BEGIN Given passage

He broke a blood-vessel in his lungs, lingered a few days, and died on 30 March 1726. He was buried in the church-yard of St. Leonard's, near Exeter. His funeral sermon was preached by Joseph Hallett III (1691?–1744) who had followed his father as Peirce's colleague. Thomas Emlyn was invited to succeed him, but declined.

==Family==

Peirce married Hannah Clarke, daughter of Matthew Clarke the Elder in 1698. They had one son, James, and at least three daughters, Hannah, Mary and Elizabeth. His wife survived him and died in 1754 in London.

==Works==

Peirce published, besides single sermons (1714–23):

- Exercitatio Philosophica de Homœomeria Anaxagorea, Utrecht, 1692.
- Remarks on Dr. Wells's Letters, 1706–8, eight parts; 3rd edition, 1711.
- Some Considerations on ... a Vindication of the Office of Baptism, and ... the Sign of the Cross, 1708.

END Given passage

**Directions for this task**
Could you print everything from "- Remarks on" down to "the Cross, 1708." in the passage on Peirce?

BEGIN Extracted information

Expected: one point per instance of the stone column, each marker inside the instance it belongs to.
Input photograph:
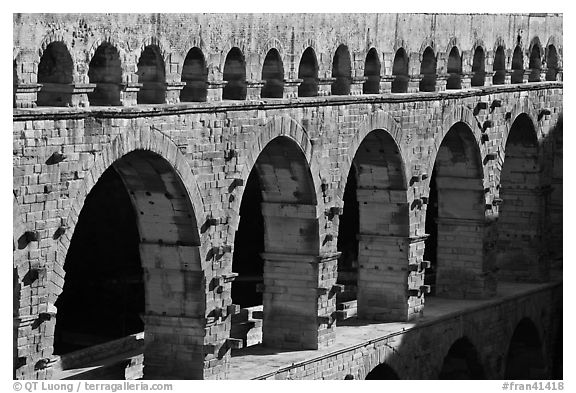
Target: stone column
(129, 93)
(466, 80)
(386, 84)
(292, 294)
(414, 83)
(383, 255)
(441, 82)
(174, 320)
(462, 270)
(25, 95)
(291, 88)
(488, 77)
(325, 86)
(254, 89)
(357, 85)
(215, 89)
(173, 91)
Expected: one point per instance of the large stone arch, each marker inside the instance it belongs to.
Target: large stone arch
(455, 115)
(378, 120)
(456, 211)
(461, 352)
(527, 360)
(288, 127)
(58, 36)
(281, 172)
(131, 140)
(159, 182)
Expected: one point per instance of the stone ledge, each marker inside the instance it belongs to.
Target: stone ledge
(57, 113)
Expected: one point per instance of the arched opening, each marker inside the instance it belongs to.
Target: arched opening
(103, 294)
(235, 75)
(105, 71)
(273, 75)
(454, 69)
(347, 245)
(461, 362)
(400, 72)
(308, 72)
(377, 178)
(455, 218)
(133, 265)
(382, 371)
(372, 72)
(517, 65)
(551, 63)
(342, 71)
(499, 67)
(428, 70)
(478, 71)
(525, 358)
(247, 262)
(151, 74)
(278, 220)
(195, 75)
(55, 76)
(535, 64)
(14, 83)
(519, 215)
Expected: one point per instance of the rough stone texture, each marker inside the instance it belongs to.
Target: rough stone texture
(301, 148)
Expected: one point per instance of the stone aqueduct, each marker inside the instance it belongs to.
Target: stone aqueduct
(174, 174)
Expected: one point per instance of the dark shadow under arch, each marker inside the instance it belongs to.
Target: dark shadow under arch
(105, 70)
(461, 362)
(136, 233)
(273, 75)
(525, 359)
(235, 75)
(308, 72)
(382, 371)
(400, 72)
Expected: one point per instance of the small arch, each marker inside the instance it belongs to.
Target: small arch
(381, 372)
(525, 358)
(372, 73)
(478, 67)
(195, 75)
(461, 362)
(517, 66)
(308, 72)
(273, 75)
(151, 73)
(270, 235)
(519, 215)
(342, 71)
(454, 211)
(535, 64)
(428, 70)
(454, 69)
(54, 73)
(235, 75)
(551, 63)
(128, 250)
(105, 70)
(499, 67)
(400, 72)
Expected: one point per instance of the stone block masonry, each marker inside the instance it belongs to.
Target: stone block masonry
(460, 184)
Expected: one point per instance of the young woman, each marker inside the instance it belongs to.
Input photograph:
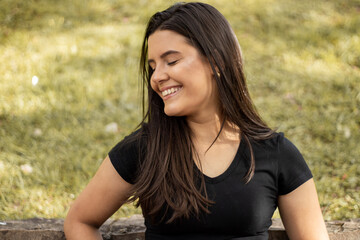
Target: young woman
(203, 165)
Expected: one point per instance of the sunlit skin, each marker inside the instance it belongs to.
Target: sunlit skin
(177, 64)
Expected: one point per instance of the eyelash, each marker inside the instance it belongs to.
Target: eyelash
(169, 63)
(173, 62)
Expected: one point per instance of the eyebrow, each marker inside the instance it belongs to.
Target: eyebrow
(162, 56)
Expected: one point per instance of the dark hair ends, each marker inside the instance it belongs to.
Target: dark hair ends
(167, 176)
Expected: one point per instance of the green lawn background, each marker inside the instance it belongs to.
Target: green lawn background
(302, 61)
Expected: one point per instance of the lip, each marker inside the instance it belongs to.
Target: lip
(168, 87)
(172, 94)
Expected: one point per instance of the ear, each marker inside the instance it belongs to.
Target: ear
(217, 64)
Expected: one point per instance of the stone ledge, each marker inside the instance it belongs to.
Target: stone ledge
(133, 229)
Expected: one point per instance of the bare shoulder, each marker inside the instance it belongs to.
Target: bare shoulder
(103, 196)
(301, 214)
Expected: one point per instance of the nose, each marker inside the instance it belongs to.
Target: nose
(159, 75)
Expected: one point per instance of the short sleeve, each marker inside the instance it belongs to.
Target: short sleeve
(292, 168)
(125, 158)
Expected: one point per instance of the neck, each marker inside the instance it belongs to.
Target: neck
(205, 130)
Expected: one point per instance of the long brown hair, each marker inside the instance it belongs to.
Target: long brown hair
(167, 179)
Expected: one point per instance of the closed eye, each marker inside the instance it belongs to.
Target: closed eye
(172, 63)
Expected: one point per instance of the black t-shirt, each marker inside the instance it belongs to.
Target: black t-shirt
(241, 211)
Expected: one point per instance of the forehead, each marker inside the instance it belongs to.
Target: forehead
(164, 40)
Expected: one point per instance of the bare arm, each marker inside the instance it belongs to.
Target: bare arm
(301, 214)
(102, 197)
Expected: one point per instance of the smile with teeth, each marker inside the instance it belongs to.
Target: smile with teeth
(170, 90)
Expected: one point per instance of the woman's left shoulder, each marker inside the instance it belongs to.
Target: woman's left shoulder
(278, 143)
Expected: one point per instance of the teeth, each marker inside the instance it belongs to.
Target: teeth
(169, 91)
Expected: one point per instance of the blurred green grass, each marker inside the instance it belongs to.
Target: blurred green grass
(302, 60)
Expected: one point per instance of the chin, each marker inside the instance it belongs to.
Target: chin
(172, 113)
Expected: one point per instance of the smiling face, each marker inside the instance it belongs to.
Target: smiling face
(182, 77)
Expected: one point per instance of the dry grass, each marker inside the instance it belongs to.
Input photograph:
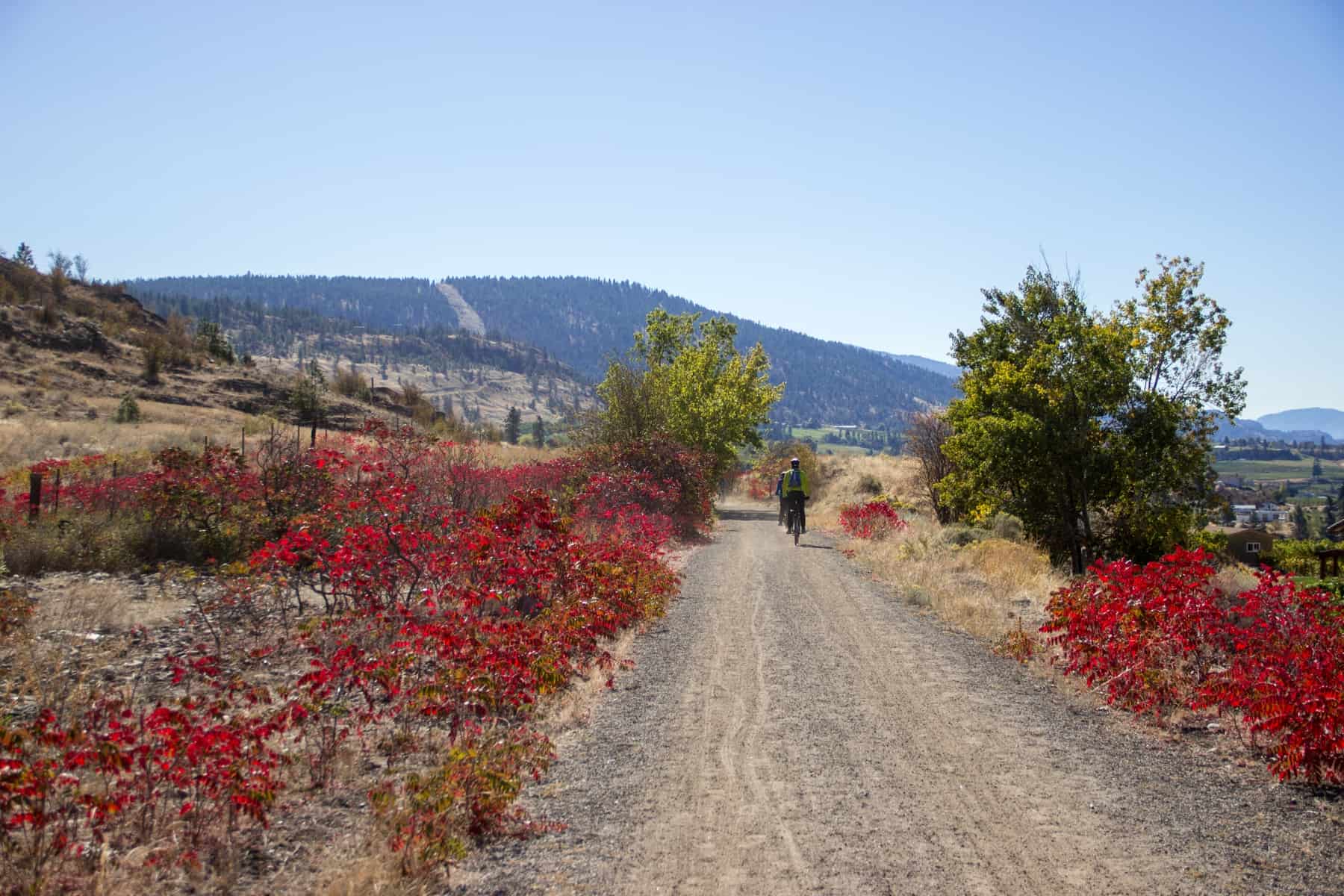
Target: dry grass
(986, 588)
(27, 438)
(841, 477)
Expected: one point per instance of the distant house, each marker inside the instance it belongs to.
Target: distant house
(1249, 546)
(1268, 512)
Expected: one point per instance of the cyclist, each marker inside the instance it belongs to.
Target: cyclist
(796, 494)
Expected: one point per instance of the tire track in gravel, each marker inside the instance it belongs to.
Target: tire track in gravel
(794, 729)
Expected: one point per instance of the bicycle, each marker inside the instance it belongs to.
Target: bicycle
(797, 517)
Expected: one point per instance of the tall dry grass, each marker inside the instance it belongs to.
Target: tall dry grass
(974, 581)
(27, 438)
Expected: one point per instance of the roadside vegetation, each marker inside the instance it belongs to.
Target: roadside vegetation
(362, 623)
(1060, 511)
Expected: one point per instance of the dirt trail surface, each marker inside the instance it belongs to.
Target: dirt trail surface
(796, 729)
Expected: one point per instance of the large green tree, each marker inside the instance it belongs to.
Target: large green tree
(1093, 428)
(687, 379)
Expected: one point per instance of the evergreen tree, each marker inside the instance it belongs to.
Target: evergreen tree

END Extracted information

**Written answer**
- Remarks on Dr. Wells's Letters, 1706–8, eight parts; 3rd edition, 1711.
- Some Considerations on ... a Vindication of the Office of Baptism, and ... the Sign of the Cross, 1708.